'''

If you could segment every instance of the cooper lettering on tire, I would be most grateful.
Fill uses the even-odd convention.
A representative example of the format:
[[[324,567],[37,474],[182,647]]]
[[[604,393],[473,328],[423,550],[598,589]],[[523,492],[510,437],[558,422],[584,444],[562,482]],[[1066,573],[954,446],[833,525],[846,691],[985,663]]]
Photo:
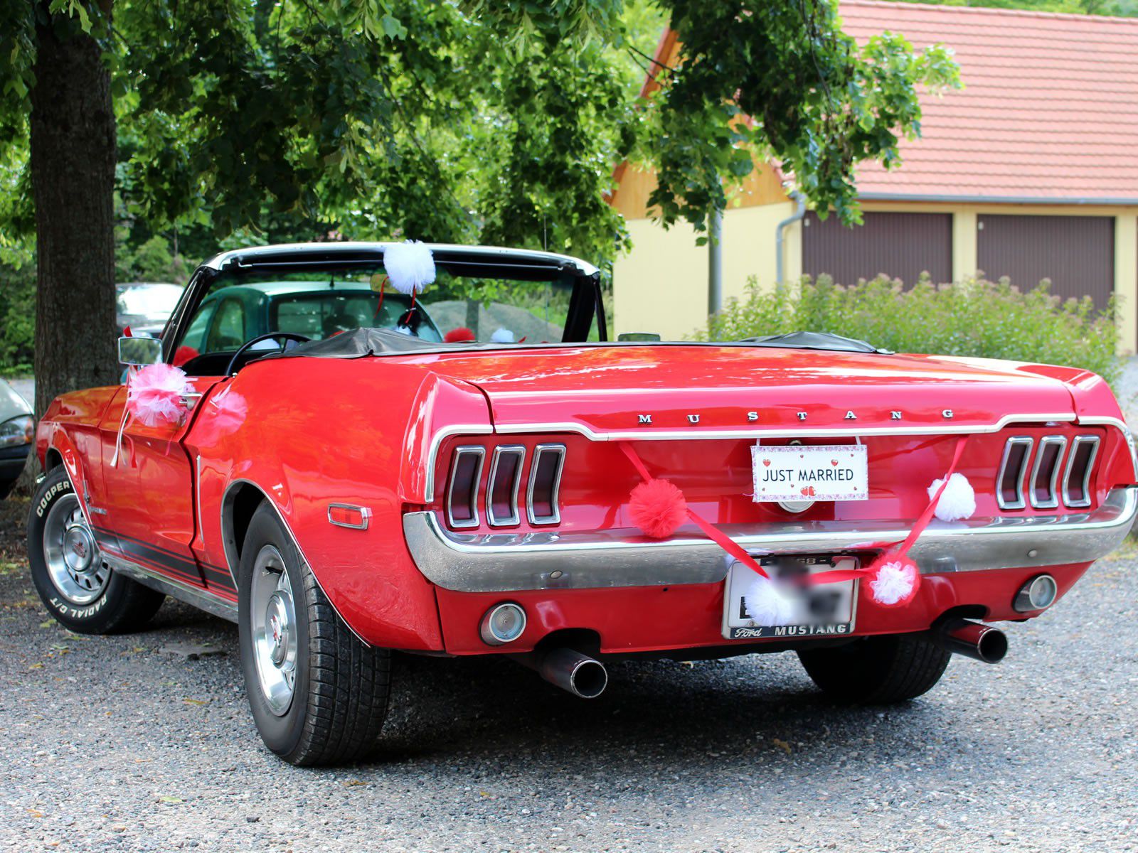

'''

Goal: Extract each line of the rows above that contains the string "segment".

The result:
If you could segment every instance of the cooper lettering on tire, I would be most grateful.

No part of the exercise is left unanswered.